Source extract:
[start]

Slow Ways

Community • UK

Slow Ways is a project to create a network of walking routes that connect all of Great Britain's towns and cities as well as thousands of villages, encouraging people to walk off-road to reach their destination.

  • The Slow Ways walking route map.

Our story

Slow Ways is a project to create a network of walking routes that connect all of Great Britain's towns and cities as well as thousands of villages.

Using existing footpaths, people will be able to use the Slow Ways to walk between neighbouring settlements or combine routes for long-distance journeys. Some of these journeys will be for pleasure while others will be to see family, friends or even for work.

This is an important, positive and timely project. Walking can improve health and wellbeing, tackle climate and ecological emergencies, save people money, improve our environment and bring joy to people's lives.

While there are thousands of miles of paths linking places across the country, there isn't a comprehensive network designed to help people walk off-road between all towns and cities. That's what the Slow Ways project is working to make and bring into our collective consciousness.

A Slow Way is conceptually a connection between two neighbouring settlements. A single Slow Way can have multiple route options. These can include more direct, accessible, safe variations or use different already established or suggested routes.

In some parts of the country, the Slow Ways will expose places where there is a lack of suitable footpaths. In this way, the project also hopes to inspire the creation of new footpaths to better connect settlements and communities.

[end]

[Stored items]
[start]

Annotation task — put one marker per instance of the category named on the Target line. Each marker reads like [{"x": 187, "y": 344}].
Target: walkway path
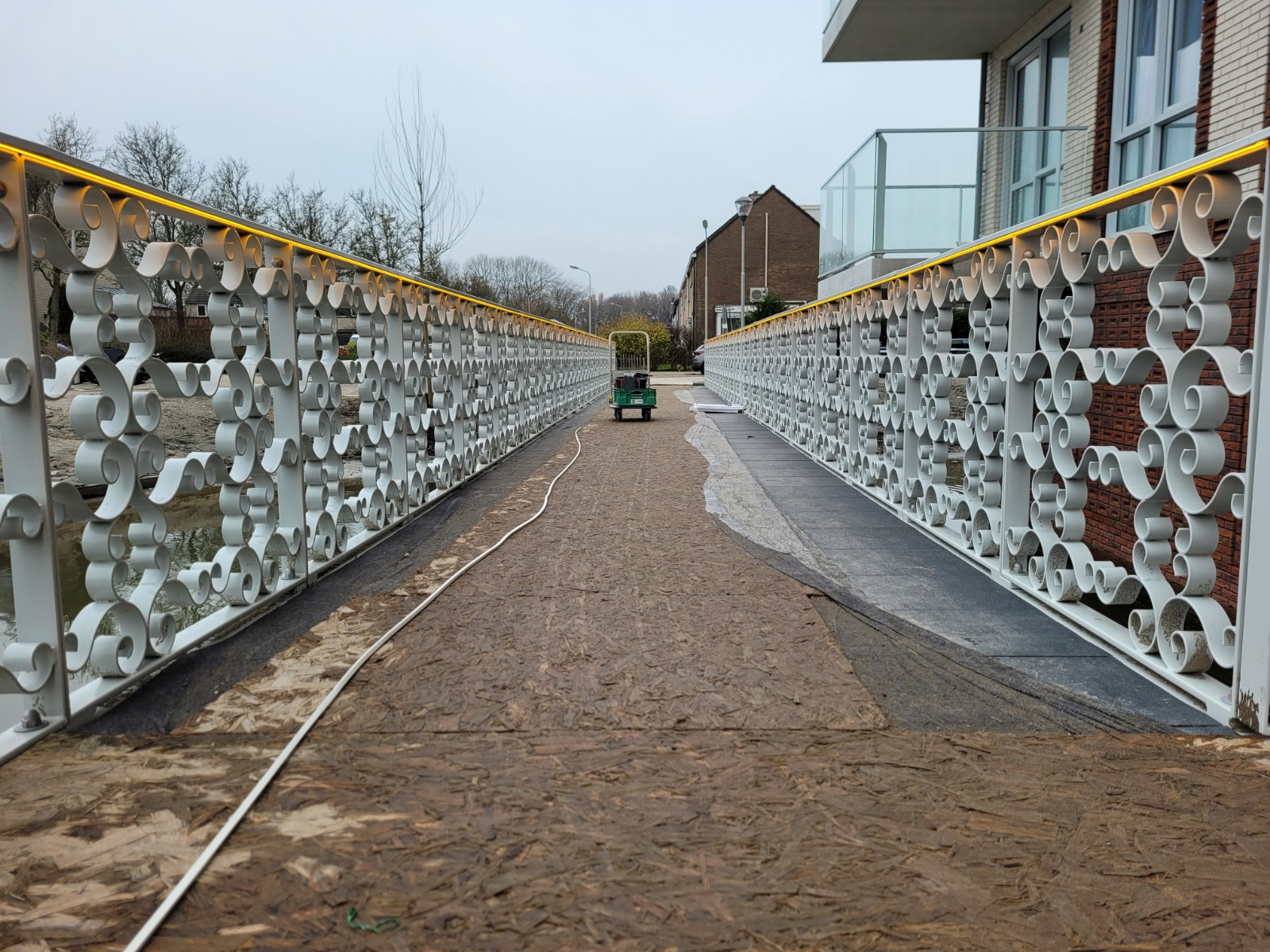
[
  {"x": 901, "y": 570},
  {"x": 622, "y": 730}
]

[end]

Problems to solve:
1. List every benefit of walking named in the Slow Ways project description.
2. Pick up the Slow Ways project description after its final sentence and carry it forward.

Task responses:
1.
- Improves health and wellbeing
- Tackles climate and ecological emergencies
- Saves people money
- Improves our environment
- Brings joy to people's lives

2.
Slow Ways will open people's imaginations to walking in new parts of the country and could contribute to local economies as people book places to eat and stay along the routes.

700 volunteers from across the country collaborated to produce a first draft of the Slow Ways and this incredible effort led to the creation of 7,000 routes that collectively stretch for over 100,000km. The next phase of the project involved recruiting up to 10,000 volunteers to test, verify and rate the routes using a purpose-built web platform.

This was all possible thanks to the project's collaboration with OS Maps and support from the Kestrelman Trust.

The Slow Ways are a beautiful example of a scalable and replicable project that nearly everyone can contribute to. As well as having the potential to reduce emissions, the Slow Ways are hopeful, ambitious, visceral, tangible, a vision, a community and a way of getting around. You can join the Slow Ways by simply walking them, sharing stories of them or helping to make them. Why not?

Our advice

Lots of people want to volunteer to do creative and collaborative things that create something useful and with legacy.

So far the project has been delivered almost entirely online with people collaborating from all over the country. We've used free or low-cost software including Skype, Zoom, OS Maps, Google Maps and some large collaborative Google Docs spreadsheets. Zendesk was used to create a FAQs helpdesk and self-help community that largely looked after itself.

The Slow Ways have lots of entry points. You might be interested in walking, mapping, transport, the environment, heritage or nature. You might want to walk the routes, help make them, test them, create stories around them or actually bring them physically to life through art and signage. This diversity of interests and ways to get involved have helped increase the range of people who are involved.

Our metrics

That more people are walking between Great Britain's towns and cities.

Feeling inspired? Discover more about this story...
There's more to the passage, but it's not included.